* [Text for analysis]:
◆ ◆ ◆ ◆ ◆
If you ask someone to explain a book they read years ago they won’t recite passages. They’ll give you a blurry, compressed summary. The details are gone but the shape remains. The themes, the key moments, maybe a striking sentence or two but not the exact words. What we remember is not the book itself but an abstraction of its ideas filtered through our own understanding.

Large language models work the same way.

There’s a common misconception that AI models like GPT “store” the internet. That they hoard articles, books and Wikipedia pages like a vast digital library. But if that were true, they would be able to recall things perfectly. Instead they often get facts wrong, forget niche details or worse, confidently hallucinate something that never existed. This isn’t because they’re unreliable in the way a faulty database might be. It’s because they don’t store knowledge at all. They compress it.

Compression as a Necessity

All knowledge is compressed because raw storage is impossible. Even for humans. If we remembered every moment of our lives in perfect detail, our minds would be overwhelmed. Instead, we extract meaning. We generalize. We forget what doesn’t seem important. The result is that we retain concepts and relationships rather than exact details.
◆ ◆ ◆ ◆ ◆
* [Collected data]:
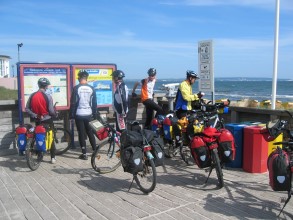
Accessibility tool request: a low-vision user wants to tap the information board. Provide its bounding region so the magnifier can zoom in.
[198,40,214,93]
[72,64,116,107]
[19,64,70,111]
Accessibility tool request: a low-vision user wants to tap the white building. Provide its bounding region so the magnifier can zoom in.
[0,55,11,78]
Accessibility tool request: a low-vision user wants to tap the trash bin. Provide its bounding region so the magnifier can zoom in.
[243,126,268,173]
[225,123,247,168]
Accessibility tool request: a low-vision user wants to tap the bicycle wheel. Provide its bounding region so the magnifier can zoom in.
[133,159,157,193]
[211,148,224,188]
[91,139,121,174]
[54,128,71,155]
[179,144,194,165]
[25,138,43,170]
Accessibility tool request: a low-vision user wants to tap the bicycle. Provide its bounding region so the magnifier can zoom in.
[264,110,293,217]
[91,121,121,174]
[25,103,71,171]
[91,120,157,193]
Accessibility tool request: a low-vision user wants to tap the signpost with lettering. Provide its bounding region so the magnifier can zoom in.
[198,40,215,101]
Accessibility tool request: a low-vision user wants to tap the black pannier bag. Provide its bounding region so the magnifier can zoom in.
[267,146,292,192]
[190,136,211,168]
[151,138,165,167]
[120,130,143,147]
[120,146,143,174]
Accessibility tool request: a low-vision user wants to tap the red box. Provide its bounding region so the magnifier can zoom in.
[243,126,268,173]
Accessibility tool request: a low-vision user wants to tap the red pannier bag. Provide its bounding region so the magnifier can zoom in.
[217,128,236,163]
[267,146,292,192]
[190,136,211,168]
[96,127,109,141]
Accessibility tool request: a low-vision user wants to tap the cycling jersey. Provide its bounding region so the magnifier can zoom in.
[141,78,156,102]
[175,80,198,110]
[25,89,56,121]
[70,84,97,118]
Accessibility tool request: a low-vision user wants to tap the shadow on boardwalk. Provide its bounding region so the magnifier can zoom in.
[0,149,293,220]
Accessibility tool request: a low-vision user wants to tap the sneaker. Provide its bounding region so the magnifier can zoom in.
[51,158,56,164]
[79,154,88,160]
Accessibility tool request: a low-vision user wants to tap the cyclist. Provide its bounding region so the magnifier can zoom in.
◆ ◆ ◆ ◆ ◆
* [Work item A]:
Answer these questions from the text about memory and compression:
(i) What do people give when asked to explain a book they read years ago?
(ii) What misconception about AI models like GPT does the text describe?
(iii) What would happen to our minds if we remembered every moment of our lives in perfect detail?
* [Work item B]: Extract a part of the text about memory and compression word for word, starting at the words "Compression as a" and stopping after the words "than exact details.".
Draw every answer from the text about memory and compression alone.

* [Written solution A]:
(i) A blurry, compressed summary.
(ii) That they "store" the internet, hoarding articles, books and Wikipedia pages like a vast digital library.
(iii) They would be overwhelmed.

* [Written solution B]:
Compression as a Necessity

All knowledge is compressed because raw storage is impossible. Even for humans. If we remembered every moment of our lives in perfect detail, our minds would be overwhelmed. Instead, we extract meaning. We generalize. We forget what doesn’t seem important. The result is that we retain concepts and relationships rather than exact details.